BUTIR TUGAS A
Tuliskan kembali bagian teks tentang penghapusan Ujian Nasional antara "ISSN 2477-1686" dan "nasional (Santrock, 2018:499).", termasuk kedua bagian itu.
BUTIR TUGAS B
Jawablah pertanyaan berikut berdasarkan teks tentang penghapusan Ujian Nasional.
(i) Apa kepanjangan SKL?
(ii) Apa yang menyebabkan UN 2020 resmi dihapus?
(iii) Pada volume, nomor, dan bulan apa tulisan ini terbit?
BUTIR TUGAS C
Singkatan apa saja yang ditulis seluruhnya dengan huruf kapital dalam teks tentang penghapusan Ujian Nasional? Sebutkan masing-masing sekali.

ISSN 2477-1686
Vol. 6 No. 24 Desember 2020
Penghapusan Ujian Nasional: Tepat?
Oleh
Nisa Amalia dan Gita Widya Laksmini Soerjoatmodjo
Mahasiswa dan Dosen Program Studi Psikologi
Fakultas Humaniora dan Bisnis Universitas Pembangunan Jaya
Setiap tahunnya, siswa-siswi tingkat akhir SD, SMP, dan SMP di Indonesia mempersiapkan diri untuk menghadapi Ujian Nasional, yaitu tes standarisasi dari negara. Tes standarisasi atau standardized test adalah tes yang memiliki prosedur administrasi dan penilaian yang seragam, di mana performa pelajar dibandingkan dengan pelajar lain pada usia atau tingkat kelas yang sama dalam taraf nasional (Santrock, 2018:499).
Ujian Nasional (UN) merupakan tes pencapaian yang bertujuan untuk mengukur pencapaian kompetensi kelulusan pelajar sekolah dasar dan menengah dari proses pembelajaran yang sesuai dengan Standar Kompetensi Lulusan (SKL) serta untuk melakukan pemetaan tingkat pencapaian hasil belajar (“Ujian Nasional (UN)”, 2019). Akan tetapi, pandemi COVID-19 memunculkan sebuah tantangan terhadap sistem pendidikan Indonesia, sehingga UN 2020 resmi dihapus.

Data penautan objek berbasis bahasa alami
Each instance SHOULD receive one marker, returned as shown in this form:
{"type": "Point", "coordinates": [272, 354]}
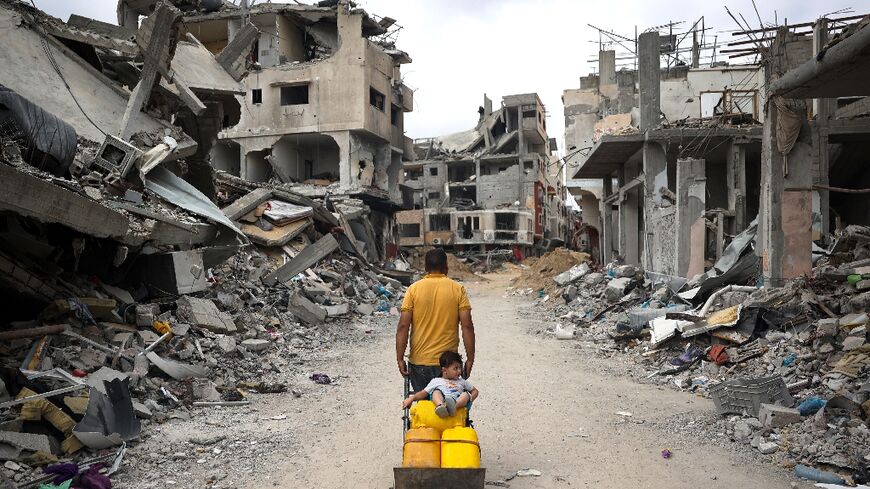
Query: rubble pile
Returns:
{"type": "Point", "coordinates": [141, 286]}
{"type": "Point", "coordinates": [788, 368]}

HASIL A
ISSN 2477-1686
Vol. 6 No. 24 Desember 2020
Penghapusan Ujian Nasional: Tepat?
Oleh
Nisa Amalia dan Gita Widya Laksmini Soerjoatmodjo
Mahasiswa dan Dosen Program Studi Psikologi
Fakultas Humaniora dan Bisnis Universitas Pembangunan Jaya
Setiap tahunnya, siswa-siswi tingkat akhir SD, SMP, dan SMP di Indonesia mempersiapkan diri untuk menghadapi Ujian Nasional, yaitu tes standarisasi dari negara. Tes standarisasi atau standardized test adalah tes yang memiliki prosedur administrasi dan penilaian yang seragam, di mana performa pelajar dibandingkan dengan pelajar lain pada usia atau tingkat kelas yang sama dalam taraf nasional (Santrock, 2018:499).

HASIL B
(i) Standar Kompetensi Lulusan.
(ii) Pandemi COVID-19, yang memunculkan tantangan terhadap sistem pendidikan Indonesia.
(iii) Vol. 6 No. 24, Desember 2020.

HASIL C
ISSN, SD, SMP, UN, SKL, COVID-19